> Task to carry out:
Reproduce the items word for word, starting at the line that contains "eyelash and record the coordinates." and continuing through the final line of the items.

> Provided information:

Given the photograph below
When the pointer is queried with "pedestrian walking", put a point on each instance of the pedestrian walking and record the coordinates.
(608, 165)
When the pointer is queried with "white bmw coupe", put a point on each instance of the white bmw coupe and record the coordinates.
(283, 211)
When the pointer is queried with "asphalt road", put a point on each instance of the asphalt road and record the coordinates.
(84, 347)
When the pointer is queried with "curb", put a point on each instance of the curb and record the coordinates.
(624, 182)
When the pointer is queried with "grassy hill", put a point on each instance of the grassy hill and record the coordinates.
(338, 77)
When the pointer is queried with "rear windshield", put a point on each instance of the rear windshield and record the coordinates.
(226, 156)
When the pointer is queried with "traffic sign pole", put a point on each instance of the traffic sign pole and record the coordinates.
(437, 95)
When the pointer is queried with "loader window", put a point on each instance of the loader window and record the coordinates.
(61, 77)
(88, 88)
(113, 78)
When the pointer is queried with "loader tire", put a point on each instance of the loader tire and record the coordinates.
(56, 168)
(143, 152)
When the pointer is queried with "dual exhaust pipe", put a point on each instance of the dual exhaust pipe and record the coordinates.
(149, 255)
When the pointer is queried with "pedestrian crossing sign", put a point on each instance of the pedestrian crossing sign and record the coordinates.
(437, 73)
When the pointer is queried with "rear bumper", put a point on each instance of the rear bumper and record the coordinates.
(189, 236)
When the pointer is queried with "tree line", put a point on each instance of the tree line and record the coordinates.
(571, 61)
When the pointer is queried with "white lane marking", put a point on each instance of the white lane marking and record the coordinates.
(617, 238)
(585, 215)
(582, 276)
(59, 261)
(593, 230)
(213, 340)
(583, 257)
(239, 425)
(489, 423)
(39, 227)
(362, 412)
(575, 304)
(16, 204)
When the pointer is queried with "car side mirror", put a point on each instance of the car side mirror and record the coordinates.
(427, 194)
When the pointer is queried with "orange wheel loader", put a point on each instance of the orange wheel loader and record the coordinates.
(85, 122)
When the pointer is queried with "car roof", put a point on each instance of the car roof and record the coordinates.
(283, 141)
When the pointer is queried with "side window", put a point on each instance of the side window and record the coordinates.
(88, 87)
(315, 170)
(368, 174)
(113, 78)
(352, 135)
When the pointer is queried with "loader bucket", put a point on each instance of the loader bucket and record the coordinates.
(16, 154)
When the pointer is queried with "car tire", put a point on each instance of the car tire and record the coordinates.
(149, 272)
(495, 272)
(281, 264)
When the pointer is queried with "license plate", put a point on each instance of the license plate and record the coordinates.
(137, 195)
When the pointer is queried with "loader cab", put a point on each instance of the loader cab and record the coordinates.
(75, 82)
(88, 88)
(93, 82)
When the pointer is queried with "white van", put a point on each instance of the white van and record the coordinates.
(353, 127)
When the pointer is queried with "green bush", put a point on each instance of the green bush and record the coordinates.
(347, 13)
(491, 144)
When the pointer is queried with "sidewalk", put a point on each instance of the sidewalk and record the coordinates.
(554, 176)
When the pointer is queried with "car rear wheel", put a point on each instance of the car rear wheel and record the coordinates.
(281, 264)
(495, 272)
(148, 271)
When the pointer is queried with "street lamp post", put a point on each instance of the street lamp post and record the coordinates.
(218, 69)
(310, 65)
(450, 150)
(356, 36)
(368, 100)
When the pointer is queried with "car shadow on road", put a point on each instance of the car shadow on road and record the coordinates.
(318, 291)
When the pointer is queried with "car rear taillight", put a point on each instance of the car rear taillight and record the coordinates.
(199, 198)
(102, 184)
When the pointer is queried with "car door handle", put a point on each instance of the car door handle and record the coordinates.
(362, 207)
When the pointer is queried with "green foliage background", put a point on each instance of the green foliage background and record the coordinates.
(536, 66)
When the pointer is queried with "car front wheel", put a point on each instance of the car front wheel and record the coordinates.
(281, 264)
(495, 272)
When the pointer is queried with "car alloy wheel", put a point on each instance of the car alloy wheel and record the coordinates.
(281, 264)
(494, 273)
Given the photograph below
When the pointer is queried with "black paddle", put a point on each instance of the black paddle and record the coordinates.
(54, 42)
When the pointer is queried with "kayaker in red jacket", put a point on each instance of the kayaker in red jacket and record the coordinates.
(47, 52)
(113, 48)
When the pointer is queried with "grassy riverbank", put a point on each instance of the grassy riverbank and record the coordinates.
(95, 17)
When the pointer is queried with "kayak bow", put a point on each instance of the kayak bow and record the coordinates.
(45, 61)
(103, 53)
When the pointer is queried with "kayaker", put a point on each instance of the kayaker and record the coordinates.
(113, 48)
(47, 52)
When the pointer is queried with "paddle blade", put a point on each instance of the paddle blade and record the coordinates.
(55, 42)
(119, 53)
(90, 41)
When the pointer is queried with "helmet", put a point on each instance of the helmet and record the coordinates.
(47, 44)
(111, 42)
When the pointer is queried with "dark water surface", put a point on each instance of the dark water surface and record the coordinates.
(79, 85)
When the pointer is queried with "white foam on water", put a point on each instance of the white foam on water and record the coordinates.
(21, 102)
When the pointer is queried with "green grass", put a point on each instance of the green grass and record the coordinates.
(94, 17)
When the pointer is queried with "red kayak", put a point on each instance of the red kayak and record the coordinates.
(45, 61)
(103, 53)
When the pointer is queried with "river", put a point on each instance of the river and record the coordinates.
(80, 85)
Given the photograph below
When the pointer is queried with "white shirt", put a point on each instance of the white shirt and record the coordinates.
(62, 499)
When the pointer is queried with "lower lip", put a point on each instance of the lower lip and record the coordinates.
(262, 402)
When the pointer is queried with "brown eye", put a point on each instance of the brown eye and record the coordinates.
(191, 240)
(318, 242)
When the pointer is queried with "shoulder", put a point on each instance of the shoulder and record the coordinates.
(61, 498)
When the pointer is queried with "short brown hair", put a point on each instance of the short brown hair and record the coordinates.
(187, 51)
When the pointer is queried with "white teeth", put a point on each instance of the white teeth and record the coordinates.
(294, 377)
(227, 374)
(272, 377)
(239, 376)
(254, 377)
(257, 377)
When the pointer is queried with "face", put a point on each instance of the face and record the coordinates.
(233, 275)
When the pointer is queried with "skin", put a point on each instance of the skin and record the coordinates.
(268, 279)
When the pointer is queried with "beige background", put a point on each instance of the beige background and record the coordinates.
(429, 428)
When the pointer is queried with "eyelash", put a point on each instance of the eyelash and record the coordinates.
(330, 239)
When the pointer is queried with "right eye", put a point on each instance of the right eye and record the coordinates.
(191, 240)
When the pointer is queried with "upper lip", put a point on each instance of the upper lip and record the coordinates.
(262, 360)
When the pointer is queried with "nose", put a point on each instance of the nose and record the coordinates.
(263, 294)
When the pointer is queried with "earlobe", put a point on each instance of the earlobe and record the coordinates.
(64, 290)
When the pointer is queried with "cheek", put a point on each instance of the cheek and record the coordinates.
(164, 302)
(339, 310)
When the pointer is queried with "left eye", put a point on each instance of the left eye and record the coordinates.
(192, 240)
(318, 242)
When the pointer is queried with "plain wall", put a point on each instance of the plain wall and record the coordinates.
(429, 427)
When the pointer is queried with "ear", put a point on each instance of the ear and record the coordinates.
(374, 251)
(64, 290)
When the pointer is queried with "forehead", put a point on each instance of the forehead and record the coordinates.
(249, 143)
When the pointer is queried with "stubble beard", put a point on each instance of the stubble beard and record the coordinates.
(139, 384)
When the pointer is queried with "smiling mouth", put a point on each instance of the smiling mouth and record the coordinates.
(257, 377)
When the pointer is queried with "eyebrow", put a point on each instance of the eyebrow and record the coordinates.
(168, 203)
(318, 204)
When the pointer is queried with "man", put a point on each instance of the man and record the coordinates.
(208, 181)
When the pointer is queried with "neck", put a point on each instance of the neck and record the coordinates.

> Answer for the task:
When the pointer is queried with "eyelash", put a point on each instance of the eyelash and record the coordinates.
(330, 239)
When the pointer is queried with "right eye", put a point on each instance of the right eye and record the coordinates.
(191, 240)
When the pointer is queried with "upper lip", put a point on each instance of the upper lip and record the coordinates.
(262, 360)
When the pointer is queried with "nose", put a point on each instance of the nose and record the coordinates.
(263, 294)
When the pointer is queried with "earlobe", put a point on each instance of the earlobe and record the coordinates.
(64, 290)
When the pointer is queried with "cheek", put a point on each instance of the cheek and record the coordinates.
(164, 302)
(339, 310)
When the pointer is queried with "left eye", put a point on each instance of the left eye and record the coordinates.
(192, 240)
(318, 242)
When the pointer is queried with "plain wall", put a point on each instance of the plain wall and record the coordinates.
(429, 427)
When the pointer is queried with "ear", put a point on each instance of the ear and record the coordinates.
(374, 251)
(64, 290)
When the pointer is queried with "forehead", put a point on each instance of the forehead and record the coordinates.
(249, 143)
When the pointer is queried with "stubble beard", put a point on each instance of the stubble beard and record the coordinates.
(139, 384)
When the pointer is queried with "smiling mouth", put a point on each instance of the smiling mouth and record the coordinates.
(257, 377)
When the pointer is queried with "eyebrow", put a point on each instance of the eyebrow and record the coordinates.
(168, 203)
(318, 204)
When the pointer is queried with "man", put a point on each instance of the man and record the coordinates.
(208, 181)
When the pointer is queried with "neck", put a point on each instance of the neck and record the coordinates.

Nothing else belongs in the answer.